Object position labeling entries
+--

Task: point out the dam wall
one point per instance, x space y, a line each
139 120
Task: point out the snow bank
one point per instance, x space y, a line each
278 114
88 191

+--

> _Exercise instructions_: Convert the lines above into a numbered list, omitting any blank lines.

> _Reply to the task_:
1. Task: point out the dam wall
2. one point per instance, x space y, a line each
3. 139 120
4. Task: point out the snow bank
5. one point per instance, x space y, a line each
6. 278 114
7. 88 191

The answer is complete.